● **Task description**
Output the data below in full, character for character.

● **Data for this task**

■ ■ ■ ■ ■

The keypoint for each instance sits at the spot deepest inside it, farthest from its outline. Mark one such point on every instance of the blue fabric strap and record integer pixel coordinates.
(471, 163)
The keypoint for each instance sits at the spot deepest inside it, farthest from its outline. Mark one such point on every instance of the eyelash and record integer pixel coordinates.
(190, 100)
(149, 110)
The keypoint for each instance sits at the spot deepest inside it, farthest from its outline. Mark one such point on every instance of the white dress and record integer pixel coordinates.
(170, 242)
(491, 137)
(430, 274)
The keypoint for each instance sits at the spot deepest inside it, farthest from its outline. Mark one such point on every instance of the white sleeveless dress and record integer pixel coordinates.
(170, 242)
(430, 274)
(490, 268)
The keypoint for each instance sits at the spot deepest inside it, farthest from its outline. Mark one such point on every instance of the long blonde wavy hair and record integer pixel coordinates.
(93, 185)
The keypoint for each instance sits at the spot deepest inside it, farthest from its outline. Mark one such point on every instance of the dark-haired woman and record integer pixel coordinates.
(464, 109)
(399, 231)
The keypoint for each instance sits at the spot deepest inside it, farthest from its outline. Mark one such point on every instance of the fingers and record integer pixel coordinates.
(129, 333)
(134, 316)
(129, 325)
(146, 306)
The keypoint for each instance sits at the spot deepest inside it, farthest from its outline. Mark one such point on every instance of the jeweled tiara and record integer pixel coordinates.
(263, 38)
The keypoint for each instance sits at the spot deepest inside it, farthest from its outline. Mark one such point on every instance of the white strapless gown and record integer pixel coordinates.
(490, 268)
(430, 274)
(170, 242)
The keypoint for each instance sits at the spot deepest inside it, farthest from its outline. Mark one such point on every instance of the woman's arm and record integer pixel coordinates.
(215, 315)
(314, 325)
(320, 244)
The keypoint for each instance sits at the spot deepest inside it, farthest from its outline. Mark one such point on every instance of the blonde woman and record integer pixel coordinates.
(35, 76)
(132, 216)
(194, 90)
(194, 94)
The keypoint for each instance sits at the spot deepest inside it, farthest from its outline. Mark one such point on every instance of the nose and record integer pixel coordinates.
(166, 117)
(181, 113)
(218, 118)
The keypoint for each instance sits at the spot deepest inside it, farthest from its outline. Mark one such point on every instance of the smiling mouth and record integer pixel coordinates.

■ ■ ■ ■ ■

● **Solution**
The keypoint for each instance sits at the spot deepest inside it, farthest from its outline. Mark one such point on every instance of the blue fabric strap and record integer pixel coordinates.
(471, 163)
The keypoint for each instance sits at the spot deepest inside it, farthest from its outline. Mark one such point on every instance of the eyelash and record integer pixel coordinates.
(190, 100)
(149, 110)
The keypoint for each instance sits at the spot deepest inside it, farthest from its outline. Mark one such point on every instance of the white dress and record integer pixel coordinates.
(170, 242)
(491, 137)
(430, 274)
The keypoint for each instance sits at the spot deepest inside it, farthest from its outline. Mark one such point on every instance of the white sleeveless dress and record integer pixel coordinates.
(170, 242)
(430, 274)
(490, 268)
The keypoint for each instance sits at the spot deepest inside it, farthest from its outline. Mark one such point on every instance of the long blonde wavy hair and record integer pixel coordinates.
(93, 185)
The keypoint for each instance sits at the spot deepest inside it, farthest from its outline. Mark one such point on every instance of the dark-haired woman and record integer pixel coordinates.
(464, 109)
(399, 231)
The keypoint for each instance sits at the spot deepest inside it, farthest from its outline. Mark one such point on every instance of the fingers and record integer pixel coordinates.
(129, 333)
(134, 316)
(129, 325)
(146, 306)
The keypoint for each instance sits at the spot deepest inside it, farthest from its outline. Mark one such point on every instance of the jeweled tiara and record integer pixel coordinates.
(263, 38)
The keypoint for each instance sits at the spot deepest inside it, farthest from its outline. Mark one such point on every instance of the white strapless gown and record integer pixel coordinates.
(490, 268)
(430, 274)
(170, 242)
The keypoint for each instance sits at the spot deepest inside it, farthest from its outline. Mark one such point on every instance of the woman's arm and record integer pixel coordinates.
(215, 315)
(314, 325)
(320, 244)
The keypoint for each instance sits at the spot deepest inside it, farthest from its outline. Mark one such point on every instance of the blonde woman and record integer pixel coordinates.
(35, 76)
(132, 216)
(194, 90)
(194, 94)
The keypoint for each instance sits at the spot deepest inside it, farthest from its outline. Mark one such point on every instance of the nose and record integer pixel coordinates.
(166, 117)
(181, 113)
(218, 118)
The keypoint for each instance sits at the spot deepest inside it, farthest from its outline. Mark one such point on every instance of the smiling mouth and record integer pixel coordinates.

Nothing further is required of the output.